▶ **TASK**:
Which of the lines below hold the word "grain"? Pull each of them out.

▶ **RECORDED INFORMATION**:
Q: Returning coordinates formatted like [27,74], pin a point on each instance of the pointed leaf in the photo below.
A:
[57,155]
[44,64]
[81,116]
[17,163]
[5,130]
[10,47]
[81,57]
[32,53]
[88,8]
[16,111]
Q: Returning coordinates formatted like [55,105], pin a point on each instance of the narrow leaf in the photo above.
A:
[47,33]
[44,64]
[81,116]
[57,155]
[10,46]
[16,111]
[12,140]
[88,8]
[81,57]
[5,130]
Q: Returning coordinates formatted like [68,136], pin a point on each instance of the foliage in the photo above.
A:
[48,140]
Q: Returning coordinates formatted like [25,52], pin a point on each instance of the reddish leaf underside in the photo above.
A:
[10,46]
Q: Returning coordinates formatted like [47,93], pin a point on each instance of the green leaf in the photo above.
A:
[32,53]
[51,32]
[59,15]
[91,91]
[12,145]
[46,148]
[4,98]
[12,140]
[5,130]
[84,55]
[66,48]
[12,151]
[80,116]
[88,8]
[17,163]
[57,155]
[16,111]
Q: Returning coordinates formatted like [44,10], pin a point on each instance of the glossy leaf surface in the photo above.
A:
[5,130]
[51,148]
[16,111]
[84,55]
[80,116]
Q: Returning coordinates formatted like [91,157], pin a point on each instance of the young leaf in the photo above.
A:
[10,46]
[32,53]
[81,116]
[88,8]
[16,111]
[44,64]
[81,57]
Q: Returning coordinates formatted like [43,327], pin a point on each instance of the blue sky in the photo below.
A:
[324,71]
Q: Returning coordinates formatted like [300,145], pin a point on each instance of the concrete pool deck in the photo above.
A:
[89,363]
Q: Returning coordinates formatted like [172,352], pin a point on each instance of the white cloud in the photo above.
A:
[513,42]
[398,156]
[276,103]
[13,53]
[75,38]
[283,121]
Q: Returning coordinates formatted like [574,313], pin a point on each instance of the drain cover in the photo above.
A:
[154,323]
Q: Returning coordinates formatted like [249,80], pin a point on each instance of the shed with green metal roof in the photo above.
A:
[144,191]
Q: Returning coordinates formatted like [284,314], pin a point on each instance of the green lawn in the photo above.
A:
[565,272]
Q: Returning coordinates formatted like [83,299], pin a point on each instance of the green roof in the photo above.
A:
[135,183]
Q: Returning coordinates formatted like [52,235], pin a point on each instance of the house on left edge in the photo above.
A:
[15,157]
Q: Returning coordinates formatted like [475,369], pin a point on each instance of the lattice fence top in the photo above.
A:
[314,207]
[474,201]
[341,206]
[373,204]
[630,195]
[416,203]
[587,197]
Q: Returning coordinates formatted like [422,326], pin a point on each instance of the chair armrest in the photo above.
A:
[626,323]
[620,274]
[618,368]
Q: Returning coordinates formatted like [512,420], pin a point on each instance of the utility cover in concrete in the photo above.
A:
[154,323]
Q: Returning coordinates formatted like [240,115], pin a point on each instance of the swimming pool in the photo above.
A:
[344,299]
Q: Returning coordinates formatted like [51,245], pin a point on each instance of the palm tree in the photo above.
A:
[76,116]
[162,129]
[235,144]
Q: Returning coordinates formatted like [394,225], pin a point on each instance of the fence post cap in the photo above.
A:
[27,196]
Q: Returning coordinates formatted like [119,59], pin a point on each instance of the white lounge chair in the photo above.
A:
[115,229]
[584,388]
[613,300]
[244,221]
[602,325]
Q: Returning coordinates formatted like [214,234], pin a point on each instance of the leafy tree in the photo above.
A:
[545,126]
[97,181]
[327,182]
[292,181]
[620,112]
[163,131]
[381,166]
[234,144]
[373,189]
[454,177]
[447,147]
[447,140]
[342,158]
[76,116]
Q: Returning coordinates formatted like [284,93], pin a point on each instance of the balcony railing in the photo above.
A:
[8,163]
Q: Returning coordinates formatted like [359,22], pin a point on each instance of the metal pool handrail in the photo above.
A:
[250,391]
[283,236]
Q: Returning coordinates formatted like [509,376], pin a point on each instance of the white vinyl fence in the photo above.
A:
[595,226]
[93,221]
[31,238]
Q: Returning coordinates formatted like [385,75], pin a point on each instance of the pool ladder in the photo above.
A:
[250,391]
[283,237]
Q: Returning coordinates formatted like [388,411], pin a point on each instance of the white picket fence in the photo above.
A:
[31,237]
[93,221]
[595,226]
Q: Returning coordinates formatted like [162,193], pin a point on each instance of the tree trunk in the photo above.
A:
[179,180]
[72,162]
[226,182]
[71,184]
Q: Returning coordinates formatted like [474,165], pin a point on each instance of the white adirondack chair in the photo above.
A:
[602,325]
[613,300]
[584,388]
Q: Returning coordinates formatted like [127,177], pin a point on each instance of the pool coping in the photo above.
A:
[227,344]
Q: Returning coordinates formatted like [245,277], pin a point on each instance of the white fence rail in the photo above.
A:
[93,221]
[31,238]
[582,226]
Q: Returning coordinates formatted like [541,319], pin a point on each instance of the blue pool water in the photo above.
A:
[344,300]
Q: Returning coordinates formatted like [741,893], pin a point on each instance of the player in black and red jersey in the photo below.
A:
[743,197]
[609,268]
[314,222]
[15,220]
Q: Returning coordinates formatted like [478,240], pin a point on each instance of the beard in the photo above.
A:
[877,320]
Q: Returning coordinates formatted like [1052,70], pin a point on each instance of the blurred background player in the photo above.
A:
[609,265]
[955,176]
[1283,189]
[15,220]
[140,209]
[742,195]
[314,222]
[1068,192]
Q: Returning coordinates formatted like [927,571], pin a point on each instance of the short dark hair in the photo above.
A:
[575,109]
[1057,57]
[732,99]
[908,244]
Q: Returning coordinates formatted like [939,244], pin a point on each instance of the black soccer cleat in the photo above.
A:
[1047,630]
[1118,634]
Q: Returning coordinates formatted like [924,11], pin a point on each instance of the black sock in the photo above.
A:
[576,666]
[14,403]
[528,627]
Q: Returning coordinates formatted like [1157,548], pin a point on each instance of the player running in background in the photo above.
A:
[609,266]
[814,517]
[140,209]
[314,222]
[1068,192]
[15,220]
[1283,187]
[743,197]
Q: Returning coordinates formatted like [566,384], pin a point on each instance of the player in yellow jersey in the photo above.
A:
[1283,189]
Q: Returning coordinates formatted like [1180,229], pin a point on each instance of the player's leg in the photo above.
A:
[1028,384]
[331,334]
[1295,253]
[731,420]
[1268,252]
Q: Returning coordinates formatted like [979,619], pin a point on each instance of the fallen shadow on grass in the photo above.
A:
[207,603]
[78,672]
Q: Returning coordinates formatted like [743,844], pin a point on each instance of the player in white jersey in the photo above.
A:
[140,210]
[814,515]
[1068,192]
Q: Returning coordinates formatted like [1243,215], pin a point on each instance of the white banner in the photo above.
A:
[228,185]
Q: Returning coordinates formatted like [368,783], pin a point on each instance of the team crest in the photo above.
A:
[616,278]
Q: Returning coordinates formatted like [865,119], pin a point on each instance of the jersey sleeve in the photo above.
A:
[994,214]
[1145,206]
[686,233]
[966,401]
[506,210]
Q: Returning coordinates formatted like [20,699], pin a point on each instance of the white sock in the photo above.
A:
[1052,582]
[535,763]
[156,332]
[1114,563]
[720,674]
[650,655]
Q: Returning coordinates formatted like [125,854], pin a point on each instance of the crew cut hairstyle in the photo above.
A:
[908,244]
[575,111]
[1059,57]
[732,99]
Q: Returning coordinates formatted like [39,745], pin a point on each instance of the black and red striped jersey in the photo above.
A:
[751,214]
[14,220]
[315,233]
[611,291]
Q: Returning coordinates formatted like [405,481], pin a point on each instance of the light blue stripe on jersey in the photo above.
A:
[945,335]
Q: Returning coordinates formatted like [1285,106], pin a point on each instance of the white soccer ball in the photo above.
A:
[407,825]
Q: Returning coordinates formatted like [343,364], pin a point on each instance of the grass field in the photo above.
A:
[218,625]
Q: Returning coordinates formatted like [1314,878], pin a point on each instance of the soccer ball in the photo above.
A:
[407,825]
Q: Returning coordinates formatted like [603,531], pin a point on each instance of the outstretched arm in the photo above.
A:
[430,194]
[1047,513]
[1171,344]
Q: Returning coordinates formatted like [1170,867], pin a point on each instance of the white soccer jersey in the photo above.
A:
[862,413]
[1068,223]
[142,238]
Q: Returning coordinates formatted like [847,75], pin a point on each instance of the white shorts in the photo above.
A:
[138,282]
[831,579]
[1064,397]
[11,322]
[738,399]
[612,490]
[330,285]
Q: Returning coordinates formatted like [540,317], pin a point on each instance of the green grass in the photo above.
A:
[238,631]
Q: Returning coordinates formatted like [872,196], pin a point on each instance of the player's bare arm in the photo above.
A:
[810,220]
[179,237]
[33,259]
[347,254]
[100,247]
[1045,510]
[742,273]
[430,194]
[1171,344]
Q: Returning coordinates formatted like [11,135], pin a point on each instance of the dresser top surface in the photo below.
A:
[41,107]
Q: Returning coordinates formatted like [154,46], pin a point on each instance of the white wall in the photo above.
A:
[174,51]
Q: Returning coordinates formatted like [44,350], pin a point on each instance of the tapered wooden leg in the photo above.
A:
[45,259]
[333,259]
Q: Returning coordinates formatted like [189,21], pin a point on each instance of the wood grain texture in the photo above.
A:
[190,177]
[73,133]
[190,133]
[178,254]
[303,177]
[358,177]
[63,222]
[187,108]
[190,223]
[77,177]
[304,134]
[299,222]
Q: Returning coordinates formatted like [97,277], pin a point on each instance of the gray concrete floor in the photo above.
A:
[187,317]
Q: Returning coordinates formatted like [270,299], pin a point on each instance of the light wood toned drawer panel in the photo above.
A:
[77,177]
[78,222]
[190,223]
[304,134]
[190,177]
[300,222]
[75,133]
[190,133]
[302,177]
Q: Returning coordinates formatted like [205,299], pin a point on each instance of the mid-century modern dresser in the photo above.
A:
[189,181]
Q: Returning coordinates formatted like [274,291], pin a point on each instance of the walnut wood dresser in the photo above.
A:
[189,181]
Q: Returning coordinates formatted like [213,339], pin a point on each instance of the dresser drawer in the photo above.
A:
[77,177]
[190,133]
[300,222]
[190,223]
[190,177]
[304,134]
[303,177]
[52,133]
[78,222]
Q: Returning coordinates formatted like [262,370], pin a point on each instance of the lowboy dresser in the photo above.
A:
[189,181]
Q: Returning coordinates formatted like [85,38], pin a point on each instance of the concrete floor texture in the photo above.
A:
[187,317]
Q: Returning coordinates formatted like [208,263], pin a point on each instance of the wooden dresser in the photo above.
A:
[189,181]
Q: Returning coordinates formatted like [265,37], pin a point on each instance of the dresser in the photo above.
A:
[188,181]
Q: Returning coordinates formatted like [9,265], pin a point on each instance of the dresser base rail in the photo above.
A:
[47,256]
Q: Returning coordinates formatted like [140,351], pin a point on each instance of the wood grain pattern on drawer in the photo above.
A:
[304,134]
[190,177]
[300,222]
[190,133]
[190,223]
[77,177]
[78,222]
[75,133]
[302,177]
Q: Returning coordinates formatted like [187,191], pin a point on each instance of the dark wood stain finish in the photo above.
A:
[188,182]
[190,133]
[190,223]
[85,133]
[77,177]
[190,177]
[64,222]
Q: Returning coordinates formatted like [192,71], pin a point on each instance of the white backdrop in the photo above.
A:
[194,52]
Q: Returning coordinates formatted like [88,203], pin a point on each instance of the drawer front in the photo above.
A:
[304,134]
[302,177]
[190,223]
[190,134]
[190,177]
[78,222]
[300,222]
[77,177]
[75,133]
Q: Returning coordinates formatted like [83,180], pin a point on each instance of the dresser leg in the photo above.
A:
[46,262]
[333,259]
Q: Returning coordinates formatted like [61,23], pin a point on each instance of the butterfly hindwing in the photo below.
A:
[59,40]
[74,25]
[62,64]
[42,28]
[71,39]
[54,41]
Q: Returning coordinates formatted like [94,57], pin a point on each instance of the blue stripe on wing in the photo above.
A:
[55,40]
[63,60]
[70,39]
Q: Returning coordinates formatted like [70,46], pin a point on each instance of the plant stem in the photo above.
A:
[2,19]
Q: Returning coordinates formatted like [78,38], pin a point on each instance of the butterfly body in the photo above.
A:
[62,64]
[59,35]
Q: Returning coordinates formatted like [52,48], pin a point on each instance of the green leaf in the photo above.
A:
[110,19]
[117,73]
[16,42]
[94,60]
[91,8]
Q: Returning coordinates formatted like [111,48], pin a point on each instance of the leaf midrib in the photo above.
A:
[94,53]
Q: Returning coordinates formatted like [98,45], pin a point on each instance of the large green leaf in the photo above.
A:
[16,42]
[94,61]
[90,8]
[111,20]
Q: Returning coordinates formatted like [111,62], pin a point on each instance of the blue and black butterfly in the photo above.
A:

▶ **REPLY TO THE TASK**:
Q: Returning coordinates formatted like [189,21], pin a point on each instance of the wood grain texture in the photo above.
Q: Returning coordinates formatted like [140,351], pin a point on each instance of the wood grain pattern on drawer in the photo above.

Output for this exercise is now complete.